## INSTRUCTIONS TO FOLLOW
Rewrite the data below as a Markdown table with a column "No." for the row number and a column "Text" for each line, skipping blank lines and omitting the pictures.

## PROVIDED RECORDS
════════

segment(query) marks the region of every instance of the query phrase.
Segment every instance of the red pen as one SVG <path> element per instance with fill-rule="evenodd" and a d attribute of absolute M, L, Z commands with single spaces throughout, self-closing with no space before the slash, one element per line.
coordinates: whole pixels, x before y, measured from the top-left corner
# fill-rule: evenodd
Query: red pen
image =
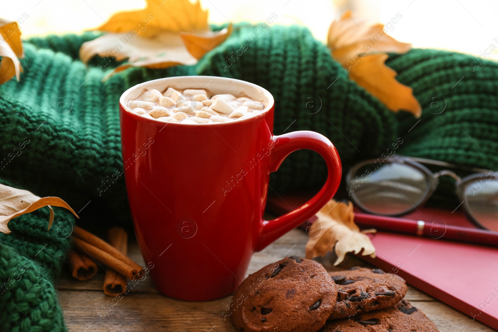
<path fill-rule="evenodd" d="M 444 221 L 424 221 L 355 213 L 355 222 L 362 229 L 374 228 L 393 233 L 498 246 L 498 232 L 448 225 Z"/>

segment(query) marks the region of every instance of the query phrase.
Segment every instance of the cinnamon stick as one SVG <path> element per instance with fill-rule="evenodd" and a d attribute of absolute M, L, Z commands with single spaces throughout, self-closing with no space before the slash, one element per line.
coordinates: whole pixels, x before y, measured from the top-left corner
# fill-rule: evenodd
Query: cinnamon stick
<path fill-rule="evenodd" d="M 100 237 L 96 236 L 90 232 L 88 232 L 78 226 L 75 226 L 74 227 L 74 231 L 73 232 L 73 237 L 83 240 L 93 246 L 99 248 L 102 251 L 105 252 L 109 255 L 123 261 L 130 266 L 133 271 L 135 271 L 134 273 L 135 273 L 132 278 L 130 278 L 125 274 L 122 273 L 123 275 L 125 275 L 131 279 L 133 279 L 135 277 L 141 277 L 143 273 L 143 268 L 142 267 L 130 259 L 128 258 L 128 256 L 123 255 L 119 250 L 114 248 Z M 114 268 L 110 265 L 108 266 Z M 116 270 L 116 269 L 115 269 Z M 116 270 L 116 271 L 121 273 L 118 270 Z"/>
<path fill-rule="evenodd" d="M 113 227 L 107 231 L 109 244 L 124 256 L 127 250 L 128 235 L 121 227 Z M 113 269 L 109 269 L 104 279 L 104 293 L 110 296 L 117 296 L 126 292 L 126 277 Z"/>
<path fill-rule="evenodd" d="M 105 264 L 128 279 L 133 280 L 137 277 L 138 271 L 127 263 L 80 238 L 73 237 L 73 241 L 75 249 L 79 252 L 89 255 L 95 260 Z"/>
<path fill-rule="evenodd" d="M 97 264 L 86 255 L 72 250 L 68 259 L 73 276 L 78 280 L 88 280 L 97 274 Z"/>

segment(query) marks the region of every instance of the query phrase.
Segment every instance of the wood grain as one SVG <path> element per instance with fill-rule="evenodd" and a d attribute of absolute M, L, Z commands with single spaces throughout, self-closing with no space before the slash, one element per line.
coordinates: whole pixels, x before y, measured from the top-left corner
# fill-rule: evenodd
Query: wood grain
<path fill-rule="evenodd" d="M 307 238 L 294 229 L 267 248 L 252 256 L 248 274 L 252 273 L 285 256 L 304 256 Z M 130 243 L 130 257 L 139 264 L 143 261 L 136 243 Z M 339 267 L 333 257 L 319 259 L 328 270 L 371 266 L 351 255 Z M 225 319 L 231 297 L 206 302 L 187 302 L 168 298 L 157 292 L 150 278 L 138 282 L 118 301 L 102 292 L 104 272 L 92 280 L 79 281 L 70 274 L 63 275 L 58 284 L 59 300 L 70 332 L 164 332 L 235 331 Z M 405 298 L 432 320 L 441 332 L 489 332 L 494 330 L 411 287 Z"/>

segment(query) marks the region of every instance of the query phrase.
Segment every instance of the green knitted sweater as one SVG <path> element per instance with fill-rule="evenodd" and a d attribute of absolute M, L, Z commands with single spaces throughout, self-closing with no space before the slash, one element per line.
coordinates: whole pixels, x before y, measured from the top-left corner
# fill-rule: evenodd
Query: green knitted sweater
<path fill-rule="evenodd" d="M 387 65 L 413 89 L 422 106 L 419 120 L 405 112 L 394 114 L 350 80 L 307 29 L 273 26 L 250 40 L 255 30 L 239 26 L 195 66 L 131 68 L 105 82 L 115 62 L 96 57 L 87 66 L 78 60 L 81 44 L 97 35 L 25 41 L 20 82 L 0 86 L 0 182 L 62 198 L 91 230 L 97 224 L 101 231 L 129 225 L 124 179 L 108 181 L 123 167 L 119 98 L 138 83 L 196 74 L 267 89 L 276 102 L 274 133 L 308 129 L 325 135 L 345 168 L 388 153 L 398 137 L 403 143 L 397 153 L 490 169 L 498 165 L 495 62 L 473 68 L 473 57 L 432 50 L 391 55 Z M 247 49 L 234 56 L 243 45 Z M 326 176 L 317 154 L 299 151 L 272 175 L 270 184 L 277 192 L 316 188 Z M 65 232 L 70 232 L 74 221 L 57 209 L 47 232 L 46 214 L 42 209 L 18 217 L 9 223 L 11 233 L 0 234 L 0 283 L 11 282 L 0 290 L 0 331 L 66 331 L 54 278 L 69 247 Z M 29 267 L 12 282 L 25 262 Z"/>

════════

## ANSWER TO THE EXERCISE
| No. | Text |
|---|---|
| 1 | segment(query) marks the region of every instance of the query phrase. |
| 2 | Segment every instance of the red pen as one SVG <path> element per instance with fill-rule="evenodd" and a d attribute of absolute M, L, Z commands with single spaces throughout, self-closing with no space before the slash, one element per line. |
| 3 | coordinates: whole pixels, x before y, measured from the top-left corner |
| 4 | # fill-rule: evenodd |
| 5 | Query: red pen |
| 6 | image = |
| 7 | <path fill-rule="evenodd" d="M 444 221 L 424 221 L 355 213 L 355 222 L 362 229 L 374 228 L 393 233 L 498 246 L 498 232 L 448 225 Z"/> |
| 8 | segment(query) marks the region of every instance of the query phrase. |
| 9 | Segment every instance of the cinnamon stick as one SVG <path> element per instance with fill-rule="evenodd" and a d attribute of absolute M, L, Z commands with single spaces throughout, self-closing with no space before the slash, one element per line. |
| 10 | coordinates: whole pixels, x before y, measured from the top-left corner |
| 11 | # fill-rule: evenodd |
| 12 | Query: cinnamon stick |
| 13 | <path fill-rule="evenodd" d="M 100 237 L 96 236 L 90 232 L 88 232 L 78 226 L 75 226 L 74 227 L 74 231 L 73 232 L 73 237 L 83 240 L 93 246 L 99 248 L 102 251 L 105 252 L 109 255 L 123 261 L 130 266 L 133 271 L 135 271 L 134 273 L 135 273 L 132 278 L 130 278 L 125 274 L 122 273 L 123 275 L 125 275 L 131 279 L 133 279 L 135 277 L 141 277 L 143 273 L 143 268 L 142 267 L 130 259 L 128 258 L 128 256 L 123 255 L 119 250 L 114 248 Z M 114 268 L 110 265 L 108 266 Z M 116 270 L 116 269 L 115 269 Z M 116 270 L 116 271 L 121 273 L 118 270 Z"/> |
| 14 | <path fill-rule="evenodd" d="M 113 227 L 107 231 L 109 244 L 124 256 L 127 250 L 128 235 L 121 227 Z M 113 269 L 109 269 L 104 279 L 104 293 L 110 296 L 117 296 L 126 292 L 126 277 Z"/> |
| 15 | <path fill-rule="evenodd" d="M 105 264 L 128 279 L 133 280 L 137 277 L 138 271 L 127 263 L 80 238 L 73 237 L 73 241 L 75 249 L 79 252 L 89 255 L 95 260 Z"/> |
| 16 | <path fill-rule="evenodd" d="M 97 264 L 86 255 L 72 250 L 68 259 L 73 276 L 78 280 L 88 280 L 97 274 Z"/> |
| 17 | segment(query) marks the region of every instance of the query phrase. |
| 18 | Segment every instance of the wood grain as one SVG <path> element per instance with fill-rule="evenodd" and a d attribute of absolute M, L, Z commands with single spaces throughout, self-closing with no space before the slash, one element per line. |
| 19 | coordinates: whole pixels, x before y, measured from the top-left corner |
| 20 | # fill-rule: evenodd |
| 21 | Query: wood grain |
| 22 | <path fill-rule="evenodd" d="M 307 238 L 294 229 L 267 248 L 252 256 L 248 274 L 252 273 L 285 256 L 304 256 Z M 130 243 L 130 257 L 139 264 L 143 261 L 136 243 Z M 339 267 L 333 257 L 319 259 L 328 270 L 371 266 L 351 255 Z M 225 319 L 231 297 L 206 302 L 187 302 L 168 298 L 157 292 L 150 278 L 138 282 L 118 301 L 102 292 L 104 272 L 92 280 L 79 281 L 70 274 L 63 275 L 58 284 L 59 300 L 70 332 L 164 332 L 235 331 Z M 405 298 L 432 320 L 441 332 L 489 332 L 494 330 L 411 287 Z"/> |
| 23 | segment(query) marks the region of every instance of the query phrase. |
| 24 | Segment every instance of the green knitted sweater as one SVG <path> element per instance with fill-rule="evenodd" and a d attribute of absolute M, L, Z commands with single spaces throughout, self-closing with no space before the slash, one element per line. |
| 25 | coordinates: whole pixels, x before y, measured from the top-left corner |
| 26 | # fill-rule: evenodd |
| 27 | Query: green knitted sweater |
| 28 | <path fill-rule="evenodd" d="M 387 65 L 413 89 L 422 106 L 419 120 L 405 112 L 394 114 L 350 80 L 307 29 L 273 26 L 250 40 L 255 30 L 239 26 L 195 66 L 131 68 L 105 82 L 115 62 L 96 57 L 87 66 L 78 60 L 81 44 L 97 35 L 25 41 L 20 82 L 0 86 L 0 182 L 62 198 L 91 230 L 97 224 L 101 231 L 129 225 L 124 179 L 108 181 L 123 167 L 119 98 L 138 83 L 196 74 L 267 89 L 276 102 L 274 133 L 308 129 L 325 135 L 345 168 L 388 153 L 398 137 L 403 143 L 397 153 L 490 169 L 498 165 L 495 62 L 473 68 L 473 57 L 432 50 L 391 55 Z M 247 49 L 234 56 L 243 45 Z M 326 176 L 317 154 L 299 151 L 272 175 L 270 184 L 277 192 L 316 188 Z M 65 232 L 70 232 L 74 221 L 57 209 L 47 232 L 46 214 L 42 209 L 18 217 L 9 223 L 11 233 L 0 234 L 0 283 L 11 282 L 0 290 L 0 331 L 66 331 L 54 278 L 69 247 Z M 29 267 L 12 282 L 25 262 Z"/> |